::: TEXTO PROPORCIONADO :::

F. Ronda

Hoy hace dos semanas que dimos sepultura a Francisco Ronda en el camposanto de Benissa, allí, entre el cielo y el mar, en mitad de una tierra abrumada de almendros de nieve y de una lluvia hondamente aliada con la emoción de todos. Como decía Bertolt Brecht, sabemos que hay hombres que luchan un día y son buenos, también que hay otros que luchan muchos años y son mejores, pero luego están los que luchan toda la vida; éstos -conviene recordarlo- son los imprescindibles. La cita de Brecht me sirve, esencialmente, para definir a un hombre imprescindible que se murió sin saberlo.
Nos conocimos a primeros de año, cuando empecé a frecuentar esas tierras de la Marina Alta a raíz de un reencuentro íntimo y arrebatador. Quizá también porque parte de mi nueva novela transcurre en los campos y lugares de Benissa y Moraira, la mano de Anna me llevó hasta él. Encontré a Francisco en la paz de su casa, sentado en su sillón de excombatiente, con la cara recién rasurada y un color de prematuro adiós en el rostro y el dorso de las manos. Yo intuía que su batalla con las cosas era una derrota anunciada, pero me conmovía el modo altivo con que afrontaba las ofensivas de su enfermedad. La estrategia de contraatacar hasta el último minuto con la pólvora de su sonrisa (entre pura y socarrona), de reclamar mi afecto más allá de un simple apretón de manos, exigiéndome un abrazo al terminar, un beso en la sien o en la frente antes de marcharme con la promesa de volver en unos días, me ganó como a un niño.

::: DATOS EXTRAÍDOS :::

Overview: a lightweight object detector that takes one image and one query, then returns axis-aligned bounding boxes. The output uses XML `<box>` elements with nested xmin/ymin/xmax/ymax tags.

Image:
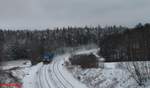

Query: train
<box><xmin>42</xmin><ymin>52</ymin><xmax>55</xmax><ymax>63</ymax></box>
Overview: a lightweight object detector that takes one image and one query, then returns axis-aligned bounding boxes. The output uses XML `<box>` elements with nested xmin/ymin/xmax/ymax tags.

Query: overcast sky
<box><xmin>0</xmin><ymin>0</ymin><xmax>150</xmax><ymax>29</ymax></box>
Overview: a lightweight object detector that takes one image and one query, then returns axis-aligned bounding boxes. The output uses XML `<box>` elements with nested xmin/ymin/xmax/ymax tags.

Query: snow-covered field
<box><xmin>0</xmin><ymin>49</ymin><xmax>150</xmax><ymax>88</ymax></box>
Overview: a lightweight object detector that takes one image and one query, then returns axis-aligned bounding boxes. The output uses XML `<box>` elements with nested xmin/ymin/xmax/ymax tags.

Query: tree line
<box><xmin>99</xmin><ymin>23</ymin><xmax>150</xmax><ymax>61</ymax></box>
<box><xmin>0</xmin><ymin>24</ymin><xmax>149</xmax><ymax>62</ymax></box>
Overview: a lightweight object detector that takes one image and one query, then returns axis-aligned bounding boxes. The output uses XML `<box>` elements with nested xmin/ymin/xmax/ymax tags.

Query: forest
<box><xmin>0</xmin><ymin>23</ymin><xmax>150</xmax><ymax>63</ymax></box>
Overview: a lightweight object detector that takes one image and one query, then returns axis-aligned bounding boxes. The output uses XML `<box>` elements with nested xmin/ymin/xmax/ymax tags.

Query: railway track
<box><xmin>44</xmin><ymin>66</ymin><xmax>52</xmax><ymax>88</ymax></box>
<box><xmin>56</xmin><ymin>59</ymin><xmax>74</xmax><ymax>88</ymax></box>
<box><xmin>52</xmin><ymin>61</ymin><xmax>67</xmax><ymax>88</ymax></box>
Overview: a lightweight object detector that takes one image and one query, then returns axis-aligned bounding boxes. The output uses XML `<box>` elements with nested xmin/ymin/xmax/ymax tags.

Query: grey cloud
<box><xmin>0</xmin><ymin>0</ymin><xmax>150</xmax><ymax>28</ymax></box>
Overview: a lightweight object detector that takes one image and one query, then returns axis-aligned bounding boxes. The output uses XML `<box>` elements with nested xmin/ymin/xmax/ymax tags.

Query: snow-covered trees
<box><xmin>99</xmin><ymin>24</ymin><xmax>150</xmax><ymax>61</ymax></box>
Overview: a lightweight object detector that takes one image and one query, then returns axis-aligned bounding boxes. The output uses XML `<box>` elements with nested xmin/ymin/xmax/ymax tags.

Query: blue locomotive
<box><xmin>42</xmin><ymin>52</ymin><xmax>54</xmax><ymax>62</ymax></box>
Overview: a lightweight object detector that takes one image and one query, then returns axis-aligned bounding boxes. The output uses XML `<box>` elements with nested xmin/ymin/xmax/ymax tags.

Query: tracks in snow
<box><xmin>36</xmin><ymin>61</ymin><xmax>74</xmax><ymax>88</ymax></box>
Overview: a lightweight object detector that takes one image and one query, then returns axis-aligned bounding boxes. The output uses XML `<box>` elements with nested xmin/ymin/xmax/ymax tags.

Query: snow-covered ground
<box><xmin>3</xmin><ymin>49</ymin><xmax>150</xmax><ymax>88</ymax></box>
<box><xmin>0</xmin><ymin>60</ymin><xmax>31</xmax><ymax>70</ymax></box>
<box><xmin>23</xmin><ymin>54</ymin><xmax>87</xmax><ymax>88</ymax></box>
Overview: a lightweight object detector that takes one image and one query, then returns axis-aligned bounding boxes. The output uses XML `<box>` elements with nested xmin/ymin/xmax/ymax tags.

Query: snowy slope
<box><xmin>23</xmin><ymin>50</ymin><xmax>90</xmax><ymax>88</ymax></box>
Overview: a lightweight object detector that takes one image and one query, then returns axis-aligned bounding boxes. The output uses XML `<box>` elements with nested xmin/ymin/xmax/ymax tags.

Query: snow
<box><xmin>23</xmin><ymin>63</ymin><xmax>43</xmax><ymax>88</ymax></box>
<box><xmin>0</xmin><ymin>60</ymin><xmax>32</xmax><ymax>70</ymax></box>
<box><xmin>3</xmin><ymin>48</ymin><xmax>150</xmax><ymax>88</ymax></box>
<box><xmin>23</xmin><ymin>50</ymin><xmax>87</xmax><ymax>88</ymax></box>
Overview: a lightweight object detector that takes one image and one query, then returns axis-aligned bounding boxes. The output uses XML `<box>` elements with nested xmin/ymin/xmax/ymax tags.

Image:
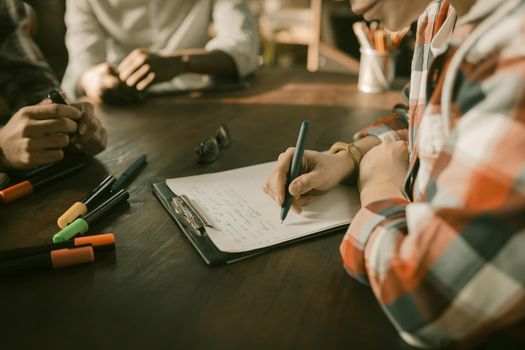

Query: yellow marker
<box><xmin>57</xmin><ymin>175</ymin><xmax>115</xmax><ymax>229</ymax></box>
<box><xmin>57</xmin><ymin>202</ymin><xmax>88</xmax><ymax>228</ymax></box>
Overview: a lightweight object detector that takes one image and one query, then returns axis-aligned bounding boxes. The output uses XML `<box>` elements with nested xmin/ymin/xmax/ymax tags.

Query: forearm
<box><xmin>360</xmin><ymin>182</ymin><xmax>405</xmax><ymax>207</ymax></box>
<box><xmin>354</xmin><ymin>135</ymin><xmax>381</xmax><ymax>156</ymax></box>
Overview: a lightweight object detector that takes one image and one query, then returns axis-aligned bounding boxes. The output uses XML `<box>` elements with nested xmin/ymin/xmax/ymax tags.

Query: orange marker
<box><xmin>0</xmin><ymin>233</ymin><xmax>115</xmax><ymax>263</ymax></box>
<box><xmin>0</xmin><ymin>163</ymin><xmax>84</xmax><ymax>203</ymax></box>
<box><xmin>0</xmin><ymin>246</ymin><xmax>95</xmax><ymax>275</ymax></box>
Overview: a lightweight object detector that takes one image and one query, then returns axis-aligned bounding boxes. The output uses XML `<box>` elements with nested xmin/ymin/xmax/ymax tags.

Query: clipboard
<box><xmin>152</xmin><ymin>182</ymin><xmax>348</xmax><ymax>265</ymax></box>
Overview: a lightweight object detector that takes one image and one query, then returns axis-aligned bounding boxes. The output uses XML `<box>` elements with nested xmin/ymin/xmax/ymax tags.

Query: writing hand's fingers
<box><xmin>22</xmin><ymin>118</ymin><xmax>78</xmax><ymax>138</ymax></box>
<box><xmin>22</xmin><ymin>103</ymin><xmax>82</xmax><ymax>120</ymax></box>
<box><xmin>137</xmin><ymin>72</ymin><xmax>157</xmax><ymax>91</ymax></box>
<box><xmin>263</xmin><ymin>169</ymin><xmax>286</xmax><ymax>205</ymax></box>
<box><xmin>292</xmin><ymin>195</ymin><xmax>316</xmax><ymax>214</ymax></box>
<box><xmin>125</xmin><ymin>64</ymin><xmax>151</xmax><ymax>86</ymax></box>
<box><xmin>263</xmin><ymin>148</ymin><xmax>294</xmax><ymax>205</ymax></box>
<box><xmin>288</xmin><ymin>170</ymin><xmax>323</xmax><ymax>197</ymax></box>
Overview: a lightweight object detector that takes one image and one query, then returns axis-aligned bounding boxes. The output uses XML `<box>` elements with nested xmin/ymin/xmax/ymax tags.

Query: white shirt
<box><xmin>62</xmin><ymin>0</ymin><xmax>259</xmax><ymax>97</ymax></box>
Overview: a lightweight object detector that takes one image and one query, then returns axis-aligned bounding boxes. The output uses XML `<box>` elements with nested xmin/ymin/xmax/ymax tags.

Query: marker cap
<box><xmin>75</xmin><ymin>233</ymin><xmax>115</xmax><ymax>247</ymax></box>
<box><xmin>51</xmin><ymin>247</ymin><xmax>95</xmax><ymax>269</ymax></box>
<box><xmin>0</xmin><ymin>181</ymin><xmax>33</xmax><ymax>203</ymax></box>
<box><xmin>57</xmin><ymin>202</ymin><xmax>88</xmax><ymax>228</ymax></box>
<box><xmin>53</xmin><ymin>218</ymin><xmax>89</xmax><ymax>243</ymax></box>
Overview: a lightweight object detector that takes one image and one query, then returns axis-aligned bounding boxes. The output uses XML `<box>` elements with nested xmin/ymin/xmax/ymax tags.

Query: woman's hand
<box><xmin>118</xmin><ymin>49</ymin><xmax>183</xmax><ymax>91</ymax></box>
<box><xmin>359</xmin><ymin>141</ymin><xmax>408</xmax><ymax>207</ymax></box>
<box><xmin>263</xmin><ymin>148</ymin><xmax>354</xmax><ymax>213</ymax></box>
<box><xmin>79</xmin><ymin>62</ymin><xmax>140</xmax><ymax>104</ymax></box>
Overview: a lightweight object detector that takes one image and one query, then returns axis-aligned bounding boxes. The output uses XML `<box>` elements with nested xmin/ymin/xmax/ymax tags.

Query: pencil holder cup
<box><xmin>357</xmin><ymin>47</ymin><xmax>397</xmax><ymax>93</ymax></box>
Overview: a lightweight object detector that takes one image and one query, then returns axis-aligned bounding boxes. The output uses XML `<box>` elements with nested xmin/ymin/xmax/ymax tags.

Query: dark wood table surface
<box><xmin>0</xmin><ymin>69</ymin><xmax>515</xmax><ymax>349</ymax></box>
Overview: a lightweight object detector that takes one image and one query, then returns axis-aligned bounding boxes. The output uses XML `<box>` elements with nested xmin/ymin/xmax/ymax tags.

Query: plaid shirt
<box><xmin>0</xmin><ymin>0</ymin><xmax>58</xmax><ymax>118</ymax></box>
<box><xmin>341</xmin><ymin>0</ymin><xmax>525</xmax><ymax>347</ymax></box>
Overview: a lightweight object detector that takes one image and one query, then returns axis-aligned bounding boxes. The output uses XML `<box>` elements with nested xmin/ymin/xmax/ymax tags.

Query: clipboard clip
<box><xmin>171</xmin><ymin>194</ymin><xmax>213</xmax><ymax>236</ymax></box>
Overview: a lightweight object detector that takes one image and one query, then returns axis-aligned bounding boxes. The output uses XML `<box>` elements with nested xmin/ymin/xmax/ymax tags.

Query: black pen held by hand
<box><xmin>281</xmin><ymin>120</ymin><xmax>310</xmax><ymax>223</ymax></box>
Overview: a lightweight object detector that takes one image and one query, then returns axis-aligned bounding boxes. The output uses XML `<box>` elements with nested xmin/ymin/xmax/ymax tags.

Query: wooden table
<box><xmin>0</xmin><ymin>70</ymin><xmax>520</xmax><ymax>349</ymax></box>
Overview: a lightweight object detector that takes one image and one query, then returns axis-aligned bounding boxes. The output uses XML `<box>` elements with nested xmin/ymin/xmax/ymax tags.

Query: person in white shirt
<box><xmin>62</xmin><ymin>0</ymin><xmax>259</xmax><ymax>102</ymax></box>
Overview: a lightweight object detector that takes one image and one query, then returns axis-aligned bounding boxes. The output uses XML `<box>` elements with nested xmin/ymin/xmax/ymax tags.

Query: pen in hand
<box><xmin>281</xmin><ymin>120</ymin><xmax>310</xmax><ymax>224</ymax></box>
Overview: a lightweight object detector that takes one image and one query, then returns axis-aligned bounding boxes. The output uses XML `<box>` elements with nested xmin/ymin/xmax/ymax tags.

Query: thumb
<box><xmin>288</xmin><ymin>171</ymin><xmax>322</xmax><ymax>197</ymax></box>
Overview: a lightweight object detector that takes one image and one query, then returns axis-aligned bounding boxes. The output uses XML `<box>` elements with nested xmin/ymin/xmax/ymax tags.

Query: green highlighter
<box><xmin>53</xmin><ymin>189</ymin><xmax>129</xmax><ymax>243</ymax></box>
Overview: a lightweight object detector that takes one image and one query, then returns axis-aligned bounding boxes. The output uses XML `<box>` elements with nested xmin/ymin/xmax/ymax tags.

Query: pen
<box><xmin>0</xmin><ymin>246</ymin><xmax>95</xmax><ymax>274</ymax></box>
<box><xmin>0</xmin><ymin>233</ymin><xmax>115</xmax><ymax>263</ymax></box>
<box><xmin>53</xmin><ymin>190</ymin><xmax>129</xmax><ymax>243</ymax></box>
<box><xmin>281</xmin><ymin>120</ymin><xmax>310</xmax><ymax>224</ymax></box>
<box><xmin>47</xmin><ymin>89</ymin><xmax>67</xmax><ymax>105</ymax></box>
<box><xmin>0</xmin><ymin>163</ymin><xmax>84</xmax><ymax>203</ymax></box>
<box><xmin>57</xmin><ymin>175</ymin><xmax>115</xmax><ymax>228</ymax></box>
<box><xmin>111</xmin><ymin>154</ymin><xmax>147</xmax><ymax>192</ymax></box>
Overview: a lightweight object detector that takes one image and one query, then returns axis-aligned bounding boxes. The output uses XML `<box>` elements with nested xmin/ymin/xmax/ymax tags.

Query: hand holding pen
<box><xmin>0</xmin><ymin>100</ymin><xmax>82</xmax><ymax>169</ymax></box>
<box><xmin>263</xmin><ymin>121</ymin><xmax>355</xmax><ymax>220</ymax></box>
<box><xmin>48</xmin><ymin>90</ymin><xmax>107</xmax><ymax>155</ymax></box>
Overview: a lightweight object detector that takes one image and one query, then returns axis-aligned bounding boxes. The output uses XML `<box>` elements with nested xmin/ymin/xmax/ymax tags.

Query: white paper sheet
<box><xmin>166</xmin><ymin>162</ymin><xmax>360</xmax><ymax>253</ymax></box>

:::

(TRABAJO POR HACER):
A. Enumera todas las personas que se nombran en el texto proporcionado.
B. Prolonga el texto proporcionado sobre Francisco Ronda a partir de su última oración.

(RESPUESTAS EN ORDEN):
A. Francisco Ronda, Bertolt Brecht y Anna.

B.
Después me di cuenta de que la vida de los hombres no se ajusta a medidas de tiempo o de espacio, sino a la intensidad con que se apure; y ese mes y medio al lado de Francisco vale, sin duda, mucho más que decenios de brega junto a mortales bastante prescindibles. Llegué tarde a su llamada, un par de horas después de que cerrara los ojos en brazos de Paquita Femenía, la mujer que más le ha amado en este mundo. Yo también le quería, y siento su falta en el corazón y en el paisaje de esa Marina Alta que no es igual sin él, sin el último Carrull de esa saga de hombres buenos, imprescindibles, que habitan las estrellas y nos protegen siempre desde la órbita de su sabiduría.